But, I thought I would try to touch on those things that might be germane and important to you and probably the best place to start is the regulatory side of any merger you do with two public companies. So, that’s where I want to start.

So, early on, one of the first things we had to do, of course, is file but as a part of the antitrust division and the FTC, what’s called a Hart-Scott-Rodino, HSR. And, basically what it is, what they do, is before you can consummate any public company merger like this, you have to file with them for them to look at it and opine on it if you will, to look at it from perhaps an anti-competitive perspective before you can pay any kind of executive compensation.

They may want to look at it from divestiture perspective, etc. And, they have a timeframe once you file with them to look at it. So, we did all of that and that timeframe has passed. We’ve got an early termination from them, which is good. That’s what we had hoped to get. So, the HSR part of the filing is kind of checked that and that’s done.

Right after that—maybe not in the same order, but you have to file—and this is great. I love it because I brought it with me. So, in typical—well, I’m not going to say that. But, this is called an S4 form. It’s part of the SEC, the Securities and Exchange Act, and it’s an S4 form. And, it’s about 194 pages of form.

And, so a lot of people had to work extremely hard at Global of course and TSYS to put it together. And, this was filed with the SEC on July the 3rd, the day before the holiday. And, not totally unlike HSR, they’ve got a period of time that they will take this document ostensibly and go through it or look at it and get back with you in a period of time as well if they want to take a more in depth review.

Well, I think early last week, we got word—it might have been toward the end of the week before last—that they too have no issues, no problems. They will not take on a review. And, so again, check the box as it relates to the S4 filing with the SEC.

So, two down, right? And, so next, speaking of regulatory, sticking with that a few minutes, so when we bought Netspend back in 2013, as a part of their business, they have to have money transmitter licenses in every state where they operate. And, I think that’s 47 or 48 states.

And, so with this change in control going on with this merger, we’re having to notify all those states that this is going on and that kind of deal. And, we’ve heard back from about 20 of those states already in different forms, some have already blessed and approved and some asking for maybe another piece of data. But, that will go on over the next month or two, so that’s going on as well behind the scenes on the regulatory front.

Also, because we are quite significant in Canada, we had to file paperwork with the Canadian Competition Bureau and same type of process. You give them all this paperwork and what’s going on and they take this period of time.

Well, we got word last week I believe as well that they too have blessed it, if you will, and it’s fine. So, from the Canadian perspective, check that box.

____

* [GOAL]: Resume the remarks on the merger's regulatory approvals, starting right after their final sentence.

* [DATA SEGMENT]:

____

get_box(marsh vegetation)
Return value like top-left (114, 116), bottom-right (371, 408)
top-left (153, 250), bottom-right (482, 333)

____

* [RESPONSE]:
And, so really there’s one more major regulatory hurdle if you will that we need to deal with and that’s the European Union. And, a little bit longer pole in the tent, but everything is going fine. We really do not expect any issues coming out of that, but it does take a little bit longer and we do expect and hope to hear back on that toward perhaps middle/late September. So, that’s kind of an around the world regulatory of what’s going on there.

Now, let me talk a little bit about the proxy mailing. A lot of people—this S4 and it’s called an S4 registration statement, but proxy is basically one in the same. And, so this document, in a prettier form, will go out, a joint document, Global and TSYS, will go out, I think we’re still shooting for tomorrow. Is that right, Sanders?

I know he’s here somewhere. But, I think we are trying to get this in the mail tomorrow. Jeff, maybe is that right still? Still trying to get this out tomorrow to all of our shareholders. And the shareholder record of date of owning stock was the day before yesterday, the 22nd. And so, anybody whose registered as a shareholder as of close of business this past Monday, the 22nd, will be entitled to vote on the merger.



Now, in this document, and I know all of you are going to read it cover to cover, sometimes it’s extremely interesting. But, what you’ll find in this document is five or six major things. There’s a lot of pro formas in here about the combined companies and how they will look, you know, on a merged basis. There’s a lot of data in here as to why TSYS, you know, has decided to do what we’re doing. The same thing on the Global Payment side. You’ll find in this document the fairness opinions from bankers that represent TSYS. You’ll find fairness opinions in here and all their financials of the bankers that represented Global. You’ll find some information on executive compensation, which is required. And you’ll also, at the end of the day, obviously, we got to vote. And that’s what all of this is intended to do, give you all this information so you can vote.

And the four things—there are four things that you’ll be voting for as a shareholder. One, to approve the merger. I mean, so that’s first and foremost I guess. The second thing is to approve on a non-binding advisory basis, executive compensation of the the named executive officers of the two respective companies. Again, that’s a requirement. We do that every year in our regular proxy that goes out every, you know, March.

Third, our shareholders are being asked to vote again on advisory non binding basis to approve the change of Global Payments Articles of Incorporation to declassify their board of directors. And I know most of you know what that is, but I’ll take a second. You know, TSYS used to have a classified board where we elected our directors every year on a three-year term. So, basically a third of the board, a third, a third. So, you’ve got a staggered classified board. And we moved away from that, you know, a few years ago. Global hasn’t. Global’s decided, you know, they’ll will move to an annual election of the directors of the combined company. So, you’ll find that in here.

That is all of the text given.